# start of DATA FOR THIS TASK

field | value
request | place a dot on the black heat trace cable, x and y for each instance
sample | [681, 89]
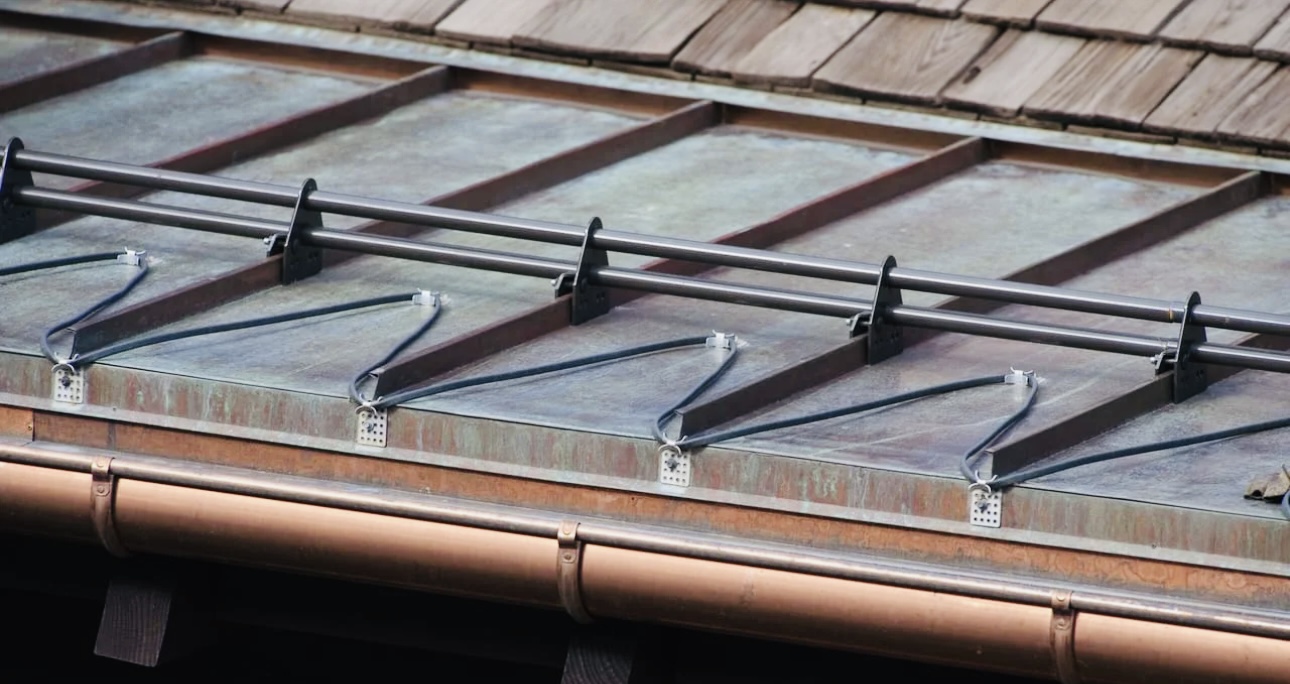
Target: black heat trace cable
[102, 352]
[421, 392]
[139, 260]
[712, 438]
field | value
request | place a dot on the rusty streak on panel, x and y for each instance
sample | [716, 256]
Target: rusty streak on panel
[93, 71]
[1102, 417]
[96, 29]
[213, 292]
[572, 93]
[550, 318]
[870, 134]
[272, 136]
[1112, 164]
[831, 364]
[770, 389]
[1159, 227]
[306, 57]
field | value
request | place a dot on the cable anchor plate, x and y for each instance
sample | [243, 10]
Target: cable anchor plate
[69, 383]
[674, 465]
[373, 426]
[299, 261]
[884, 340]
[588, 300]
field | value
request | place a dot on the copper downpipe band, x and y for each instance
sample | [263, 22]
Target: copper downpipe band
[609, 581]
[102, 505]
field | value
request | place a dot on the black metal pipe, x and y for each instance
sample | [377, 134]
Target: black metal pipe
[148, 213]
[662, 247]
[655, 283]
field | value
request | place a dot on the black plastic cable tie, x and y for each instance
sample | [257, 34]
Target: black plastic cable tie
[16, 221]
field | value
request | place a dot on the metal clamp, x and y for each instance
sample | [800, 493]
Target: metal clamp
[588, 300]
[132, 257]
[723, 341]
[373, 429]
[16, 221]
[1190, 380]
[674, 465]
[69, 383]
[425, 298]
[1021, 377]
[984, 503]
[884, 338]
[569, 572]
[102, 503]
[1062, 636]
[299, 261]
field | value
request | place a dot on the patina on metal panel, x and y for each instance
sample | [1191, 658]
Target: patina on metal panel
[1018, 214]
[159, 112]
[929, 436]
[25, 52]
[372, 158]
[708, 198]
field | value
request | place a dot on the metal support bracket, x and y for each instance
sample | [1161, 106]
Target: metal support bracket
[885, 340]
[102, 505]
[569, 572]
[588, 300]
[674, 465]
[16, 221]
[1062, 636]
[69, 383]
[299, 261]
[1190, 380]
[373, 426]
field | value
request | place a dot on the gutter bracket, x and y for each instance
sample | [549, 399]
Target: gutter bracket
[16, 221]
[102, 505]
[1190, 380]
[588, 300]
[569, 572]
[884, 340]
[1062, 635]
[299, 261]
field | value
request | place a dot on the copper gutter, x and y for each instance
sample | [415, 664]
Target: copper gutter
[606, 569]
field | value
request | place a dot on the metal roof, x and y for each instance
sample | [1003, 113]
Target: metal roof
[653, 159]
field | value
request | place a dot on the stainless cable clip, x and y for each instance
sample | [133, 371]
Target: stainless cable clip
[132, 257]
[1019, 377]
[723, 341]
[425, 298]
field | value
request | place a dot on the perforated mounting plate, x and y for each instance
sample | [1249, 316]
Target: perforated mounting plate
[69, 385]
[372, 427]
[674, 466]
[984, 510]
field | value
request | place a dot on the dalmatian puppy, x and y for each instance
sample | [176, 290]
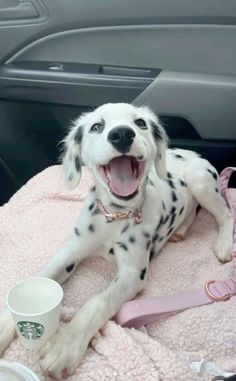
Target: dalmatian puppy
[144, 195]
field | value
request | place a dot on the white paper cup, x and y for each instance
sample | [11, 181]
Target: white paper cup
[35, 306]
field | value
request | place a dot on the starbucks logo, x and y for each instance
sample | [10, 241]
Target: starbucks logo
[30, 330]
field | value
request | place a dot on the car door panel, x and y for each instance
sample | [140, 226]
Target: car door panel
[60, 58]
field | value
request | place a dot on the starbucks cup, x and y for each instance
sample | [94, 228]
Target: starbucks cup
[35, 307]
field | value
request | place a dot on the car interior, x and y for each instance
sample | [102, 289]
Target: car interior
[59, 59]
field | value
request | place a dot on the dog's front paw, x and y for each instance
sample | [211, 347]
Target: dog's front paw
[7, 330]
[223, 249]
[63, 352]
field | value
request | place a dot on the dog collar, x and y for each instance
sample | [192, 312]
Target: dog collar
[110, 216]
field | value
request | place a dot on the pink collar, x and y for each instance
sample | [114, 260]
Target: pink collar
[138, 313]
[110, 217]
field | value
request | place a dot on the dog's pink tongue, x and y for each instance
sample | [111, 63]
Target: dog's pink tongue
[122, 178]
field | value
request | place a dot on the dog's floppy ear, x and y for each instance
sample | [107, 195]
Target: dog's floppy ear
[161, 141]
[71, 159]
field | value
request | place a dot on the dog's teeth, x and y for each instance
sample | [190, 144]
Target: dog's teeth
[107, 171]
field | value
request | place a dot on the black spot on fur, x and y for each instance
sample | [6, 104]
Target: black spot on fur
[214, 174]
[78, 135]
[181, 211]
[117, 206]
[198, 208]
[146, 234]
[77, 164]
[150, 182]
[171, 184]
[173, 210]
[179, 156]
[142, 274]
[140, 157]
[132, 239]
[96, 211]
[155, 237]
[70, 177]
[160, 223]
[152, 253]
[173, 196]
[91, 228]
[157, 134]
[91, 206]
[122, 246]
[70, 267]
[125, 228]
[166, 219]
[163, 205]
[77, 232]
[172, 220]
[170, 231]
[148, 245]
[182, 183]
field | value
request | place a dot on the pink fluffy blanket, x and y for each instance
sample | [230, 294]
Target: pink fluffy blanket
[34, 224]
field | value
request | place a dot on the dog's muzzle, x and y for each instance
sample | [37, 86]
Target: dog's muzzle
[121, 138]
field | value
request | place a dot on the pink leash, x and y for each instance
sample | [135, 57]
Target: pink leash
[140, 312]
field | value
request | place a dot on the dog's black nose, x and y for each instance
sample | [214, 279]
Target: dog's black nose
[121, 138]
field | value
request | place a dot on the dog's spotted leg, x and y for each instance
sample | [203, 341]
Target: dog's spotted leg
[67, 348]
[181, 231]
[202, 179]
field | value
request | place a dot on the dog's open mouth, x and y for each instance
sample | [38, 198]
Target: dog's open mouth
[123, 174]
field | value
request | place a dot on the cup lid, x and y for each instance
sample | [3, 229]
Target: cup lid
[13, 371]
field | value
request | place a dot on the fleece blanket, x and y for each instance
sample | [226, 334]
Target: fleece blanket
[34, 224]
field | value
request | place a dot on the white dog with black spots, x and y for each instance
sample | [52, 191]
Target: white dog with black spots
[144, 195]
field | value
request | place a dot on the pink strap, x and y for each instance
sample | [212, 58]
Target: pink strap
[144, 311]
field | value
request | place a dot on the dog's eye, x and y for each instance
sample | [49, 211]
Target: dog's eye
[141, 123]
[97, 127]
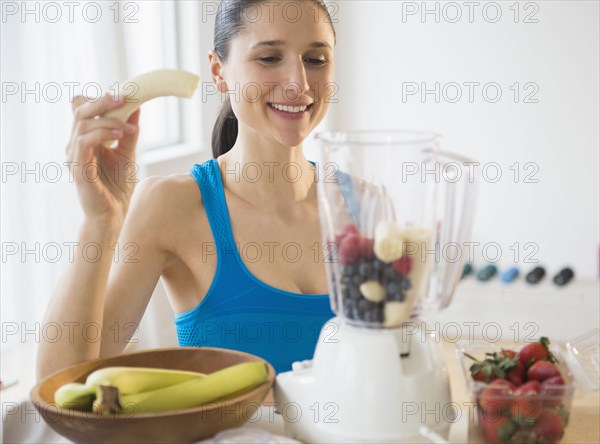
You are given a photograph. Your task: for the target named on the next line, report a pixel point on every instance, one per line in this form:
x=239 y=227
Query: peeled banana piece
x=213 y=387
x=389 y=242
x=148 y=86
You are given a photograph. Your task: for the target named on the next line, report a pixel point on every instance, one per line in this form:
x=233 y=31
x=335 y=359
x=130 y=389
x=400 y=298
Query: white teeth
x=289 y=109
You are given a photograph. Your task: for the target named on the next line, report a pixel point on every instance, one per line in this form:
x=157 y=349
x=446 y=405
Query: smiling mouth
x=291 y=109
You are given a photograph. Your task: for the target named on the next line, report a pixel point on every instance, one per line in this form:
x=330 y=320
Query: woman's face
x=284 y=57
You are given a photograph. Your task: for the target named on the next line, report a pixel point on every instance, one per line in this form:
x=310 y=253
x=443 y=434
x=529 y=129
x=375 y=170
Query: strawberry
x=542 y=370
x=552 y=391
x=516 y=374
x=504 y=365
x=495 y=398
x=496 y=430
x=366 y=248
x=403 y=265
x=550 y=427
x=536 y=351
x=346 y=229
x=527 y=406
x=506 y=353
x=484 y=371
x=349 y=249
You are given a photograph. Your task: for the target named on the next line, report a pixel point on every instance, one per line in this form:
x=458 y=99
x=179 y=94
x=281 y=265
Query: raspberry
x=366 y=248
x=403 y=265
x=346 y=230
x=349 y=249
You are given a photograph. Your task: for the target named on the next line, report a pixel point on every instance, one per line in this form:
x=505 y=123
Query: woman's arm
x=97 y=303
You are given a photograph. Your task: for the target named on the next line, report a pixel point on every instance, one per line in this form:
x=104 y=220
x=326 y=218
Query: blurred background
x=513 y=85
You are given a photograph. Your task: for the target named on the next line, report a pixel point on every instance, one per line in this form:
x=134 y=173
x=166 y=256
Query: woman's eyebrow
x=273 y=43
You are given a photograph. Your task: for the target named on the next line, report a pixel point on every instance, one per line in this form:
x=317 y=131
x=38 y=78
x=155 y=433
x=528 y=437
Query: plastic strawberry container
x=532 y=414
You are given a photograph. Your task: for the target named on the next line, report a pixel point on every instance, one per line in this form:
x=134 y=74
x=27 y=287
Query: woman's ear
x=216 y=70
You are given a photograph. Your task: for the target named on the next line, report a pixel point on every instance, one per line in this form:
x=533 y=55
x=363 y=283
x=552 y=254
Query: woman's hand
x=105 y=177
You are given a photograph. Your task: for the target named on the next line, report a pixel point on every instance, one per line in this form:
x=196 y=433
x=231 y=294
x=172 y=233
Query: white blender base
x=357 y=388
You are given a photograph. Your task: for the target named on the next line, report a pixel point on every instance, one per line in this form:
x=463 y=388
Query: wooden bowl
x=186 y=425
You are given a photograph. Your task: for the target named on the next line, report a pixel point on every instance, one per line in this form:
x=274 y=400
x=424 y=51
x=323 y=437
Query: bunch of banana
x=145 y=390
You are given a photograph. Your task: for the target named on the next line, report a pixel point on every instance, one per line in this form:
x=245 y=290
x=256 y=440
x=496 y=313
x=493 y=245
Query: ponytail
x=230 y=22
x=225 y=130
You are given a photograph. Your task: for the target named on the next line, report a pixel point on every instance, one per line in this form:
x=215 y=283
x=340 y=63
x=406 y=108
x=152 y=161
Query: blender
x=394 y=210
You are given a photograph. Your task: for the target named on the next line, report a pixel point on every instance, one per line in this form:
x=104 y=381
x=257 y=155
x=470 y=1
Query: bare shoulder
x=162 y=204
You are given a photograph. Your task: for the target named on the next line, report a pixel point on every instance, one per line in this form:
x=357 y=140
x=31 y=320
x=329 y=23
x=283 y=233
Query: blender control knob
x=509 y=275
x=563 y=277
x=535 y=275
x=487 y=272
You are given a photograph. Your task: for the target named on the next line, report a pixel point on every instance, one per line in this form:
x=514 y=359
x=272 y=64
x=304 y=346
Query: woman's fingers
x=85 y=143
x=83 y=127
x=129 y=141
x=85 y=109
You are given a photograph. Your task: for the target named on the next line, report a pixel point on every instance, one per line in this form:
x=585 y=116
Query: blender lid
x=583 y=353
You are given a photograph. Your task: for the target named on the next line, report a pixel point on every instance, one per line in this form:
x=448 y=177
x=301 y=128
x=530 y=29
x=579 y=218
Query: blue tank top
x=239 y=311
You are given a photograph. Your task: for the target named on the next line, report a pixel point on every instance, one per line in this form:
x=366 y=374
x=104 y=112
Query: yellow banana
x=75 y=395
x=214 y=386
x=126 y=379
x=150 y=85
x=139 y=379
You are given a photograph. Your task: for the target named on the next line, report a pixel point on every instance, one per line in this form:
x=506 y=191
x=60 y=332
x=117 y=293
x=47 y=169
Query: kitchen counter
x=510 y=308
x=20 y=423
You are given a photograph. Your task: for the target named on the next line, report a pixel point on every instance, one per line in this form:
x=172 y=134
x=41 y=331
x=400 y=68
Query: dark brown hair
x=229 y=22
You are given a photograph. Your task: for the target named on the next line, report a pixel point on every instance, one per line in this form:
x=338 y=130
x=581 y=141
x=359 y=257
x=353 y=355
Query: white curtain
x=44 y=63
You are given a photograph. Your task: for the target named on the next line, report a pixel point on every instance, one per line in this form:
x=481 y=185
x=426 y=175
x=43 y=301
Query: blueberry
x=357 y=280
x=399 y=297
x=378 y=265
x=364 y=270
x=354 y=293
x=404 y=283
x=393 y=287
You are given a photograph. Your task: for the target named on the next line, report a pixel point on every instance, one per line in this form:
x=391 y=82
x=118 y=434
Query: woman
x=237 y=241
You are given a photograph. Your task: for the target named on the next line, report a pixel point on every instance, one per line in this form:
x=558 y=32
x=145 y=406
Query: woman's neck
x=272 y=177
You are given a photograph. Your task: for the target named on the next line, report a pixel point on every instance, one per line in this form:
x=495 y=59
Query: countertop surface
x=21 y=423
x=559 y=313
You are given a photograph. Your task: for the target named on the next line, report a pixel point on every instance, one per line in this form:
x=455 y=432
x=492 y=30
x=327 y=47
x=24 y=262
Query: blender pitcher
x=395 y=211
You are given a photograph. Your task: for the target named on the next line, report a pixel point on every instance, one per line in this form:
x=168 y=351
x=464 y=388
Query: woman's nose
x=297 y=82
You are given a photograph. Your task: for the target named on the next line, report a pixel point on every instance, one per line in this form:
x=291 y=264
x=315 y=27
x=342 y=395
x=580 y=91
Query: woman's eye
x=317 y=62
x=268 y=59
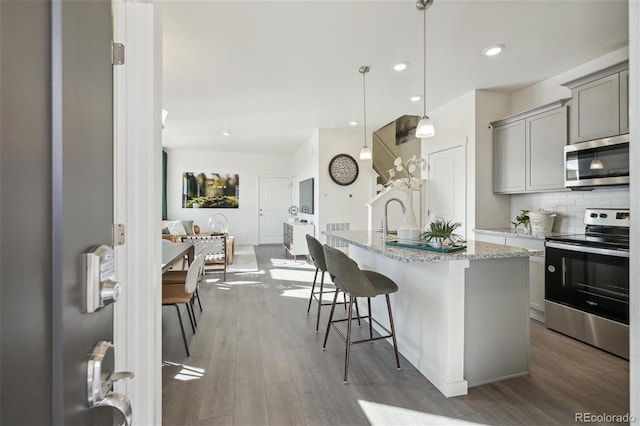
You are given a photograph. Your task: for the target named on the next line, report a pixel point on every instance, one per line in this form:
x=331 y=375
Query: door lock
x=100 y=272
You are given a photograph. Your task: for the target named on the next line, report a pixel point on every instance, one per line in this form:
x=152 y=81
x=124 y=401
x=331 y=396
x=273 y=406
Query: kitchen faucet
x=385 y=228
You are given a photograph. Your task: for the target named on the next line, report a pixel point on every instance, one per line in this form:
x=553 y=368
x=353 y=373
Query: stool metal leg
x=320 y=300
x=370 y=321
x=313 y=287
x=333 y=307
x=348 y=345
x=184 y=336
x=393 y=332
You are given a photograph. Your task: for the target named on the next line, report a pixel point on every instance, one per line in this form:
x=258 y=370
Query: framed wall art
x=210 y=190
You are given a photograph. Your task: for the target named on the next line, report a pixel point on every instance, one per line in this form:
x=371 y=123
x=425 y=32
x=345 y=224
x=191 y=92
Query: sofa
x=174 y=230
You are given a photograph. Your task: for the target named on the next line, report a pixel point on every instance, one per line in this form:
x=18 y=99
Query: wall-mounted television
x=305 y=196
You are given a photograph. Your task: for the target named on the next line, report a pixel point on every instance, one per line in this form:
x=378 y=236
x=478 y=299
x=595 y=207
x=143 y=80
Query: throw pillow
x=188 y=226
x=176 y=227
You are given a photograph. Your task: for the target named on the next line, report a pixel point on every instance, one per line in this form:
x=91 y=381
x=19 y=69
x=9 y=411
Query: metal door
x=57 y=203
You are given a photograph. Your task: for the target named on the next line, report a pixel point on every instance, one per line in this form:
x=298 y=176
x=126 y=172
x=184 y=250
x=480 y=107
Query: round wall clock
x=343 y=169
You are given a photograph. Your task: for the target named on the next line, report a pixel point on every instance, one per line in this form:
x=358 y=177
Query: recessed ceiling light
x=400 y=67
x=493 y=50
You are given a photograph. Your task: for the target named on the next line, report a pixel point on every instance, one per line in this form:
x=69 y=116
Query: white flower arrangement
x=408 y=168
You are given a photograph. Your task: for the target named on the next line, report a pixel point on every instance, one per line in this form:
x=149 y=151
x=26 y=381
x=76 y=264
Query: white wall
x=570 y=205
x=344 y=203
x=551 y=89
x=305 y=165
x=468 y=117
x=333 y=202
x=243 y=222
x=455 y=121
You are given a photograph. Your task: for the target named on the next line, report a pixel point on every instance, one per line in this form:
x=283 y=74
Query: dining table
x=174 y=252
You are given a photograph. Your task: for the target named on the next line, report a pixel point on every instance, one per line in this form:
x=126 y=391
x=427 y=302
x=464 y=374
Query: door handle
x=99 y=386
x=119 y=403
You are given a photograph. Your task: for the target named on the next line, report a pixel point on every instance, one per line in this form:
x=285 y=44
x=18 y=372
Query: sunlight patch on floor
x=236 y=283
x=292 y=275
x=290 y=263
x=382 y=414
x=186 y=372
x=299 y=293
x=243 y=272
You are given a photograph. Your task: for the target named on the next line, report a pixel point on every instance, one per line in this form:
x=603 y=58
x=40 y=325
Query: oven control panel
x=606 y=217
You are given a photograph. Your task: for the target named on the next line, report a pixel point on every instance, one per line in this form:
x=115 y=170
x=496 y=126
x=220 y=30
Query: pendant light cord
x=424 y=57
x=364 y=105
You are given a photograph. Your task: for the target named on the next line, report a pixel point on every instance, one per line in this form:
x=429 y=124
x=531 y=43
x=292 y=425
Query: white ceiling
x=271 y=72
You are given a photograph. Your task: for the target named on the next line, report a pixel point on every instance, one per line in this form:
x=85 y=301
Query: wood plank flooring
x=256 y=360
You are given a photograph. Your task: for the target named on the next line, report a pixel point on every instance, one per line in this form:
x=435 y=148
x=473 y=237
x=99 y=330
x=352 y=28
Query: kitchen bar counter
x=462 y=319
x=372 y=241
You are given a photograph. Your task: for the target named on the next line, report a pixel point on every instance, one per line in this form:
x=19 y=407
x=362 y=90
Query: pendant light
x=365 y=152
x=425 y=127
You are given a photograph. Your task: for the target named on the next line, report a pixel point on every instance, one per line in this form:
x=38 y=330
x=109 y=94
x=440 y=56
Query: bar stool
x=358 y=283
x=317 y=254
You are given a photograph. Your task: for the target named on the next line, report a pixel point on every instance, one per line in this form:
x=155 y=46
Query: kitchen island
x=461 y=318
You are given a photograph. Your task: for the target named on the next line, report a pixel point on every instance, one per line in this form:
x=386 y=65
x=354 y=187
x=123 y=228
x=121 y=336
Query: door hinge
x=118 y=234
x=117 y=53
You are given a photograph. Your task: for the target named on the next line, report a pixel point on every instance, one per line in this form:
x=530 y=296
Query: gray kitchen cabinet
x=509 y=147
x=545 y=142
x=624 y=102
x=599 y=104
x=528 y=150
x=536 y=264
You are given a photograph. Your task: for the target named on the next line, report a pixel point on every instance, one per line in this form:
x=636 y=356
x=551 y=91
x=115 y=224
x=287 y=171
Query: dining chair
x=179 y=277
x=317 y=255
x=356 y=282
x=183 y=293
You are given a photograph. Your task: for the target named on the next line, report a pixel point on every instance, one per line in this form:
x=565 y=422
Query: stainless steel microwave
x=600 y=162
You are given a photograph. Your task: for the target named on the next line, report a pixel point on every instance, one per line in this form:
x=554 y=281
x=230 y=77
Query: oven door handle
x=585 y=249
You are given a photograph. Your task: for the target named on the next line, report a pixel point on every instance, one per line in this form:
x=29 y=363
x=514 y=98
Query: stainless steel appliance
x=587 y=281
x=597 y=163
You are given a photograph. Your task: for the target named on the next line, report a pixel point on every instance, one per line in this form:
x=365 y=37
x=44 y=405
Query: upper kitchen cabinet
x=599 y=104
x=528 y=150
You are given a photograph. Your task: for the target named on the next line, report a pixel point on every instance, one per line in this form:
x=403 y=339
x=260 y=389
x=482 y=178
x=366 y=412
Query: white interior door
x=274 y=201
x=446 y=187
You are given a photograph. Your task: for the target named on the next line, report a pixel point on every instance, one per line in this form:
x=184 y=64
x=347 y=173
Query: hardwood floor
x=256 y=359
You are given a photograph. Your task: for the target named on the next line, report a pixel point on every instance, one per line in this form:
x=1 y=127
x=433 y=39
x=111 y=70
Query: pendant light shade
x=365 y=152
x=425 y=127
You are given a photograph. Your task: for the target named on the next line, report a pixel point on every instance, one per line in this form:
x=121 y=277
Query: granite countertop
x=519 y=233
x=372 y=241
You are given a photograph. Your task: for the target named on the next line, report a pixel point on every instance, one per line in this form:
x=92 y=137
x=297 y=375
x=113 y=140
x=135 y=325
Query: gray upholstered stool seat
x=356 y=282
x=381 y=283
x=317 y=254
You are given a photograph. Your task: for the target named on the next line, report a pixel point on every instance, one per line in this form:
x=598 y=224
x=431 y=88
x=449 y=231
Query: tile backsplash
x=570 y=205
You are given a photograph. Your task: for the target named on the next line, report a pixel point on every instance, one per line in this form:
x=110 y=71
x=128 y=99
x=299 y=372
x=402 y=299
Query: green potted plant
x=522 y=218
x=440 y=233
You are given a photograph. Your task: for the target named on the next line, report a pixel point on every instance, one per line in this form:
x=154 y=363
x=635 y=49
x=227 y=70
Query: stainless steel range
x=587 y=281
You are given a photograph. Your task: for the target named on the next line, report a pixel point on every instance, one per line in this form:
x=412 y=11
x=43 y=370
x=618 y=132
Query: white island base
x=461 y=322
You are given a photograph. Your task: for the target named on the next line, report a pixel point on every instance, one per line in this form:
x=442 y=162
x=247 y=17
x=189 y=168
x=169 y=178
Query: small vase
x=409 y=230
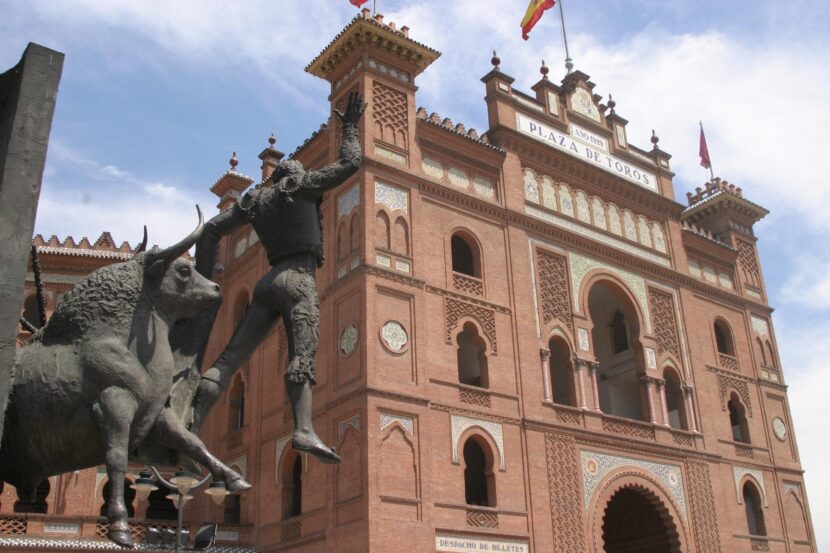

# end of DATA FOR THIS TASK

— TASK DETAILS —
Pull out every line of the material above that contains the word "control", matching its case exactly.

— CORRECT RESULT —
Query: blender control knob
Query: oven control panel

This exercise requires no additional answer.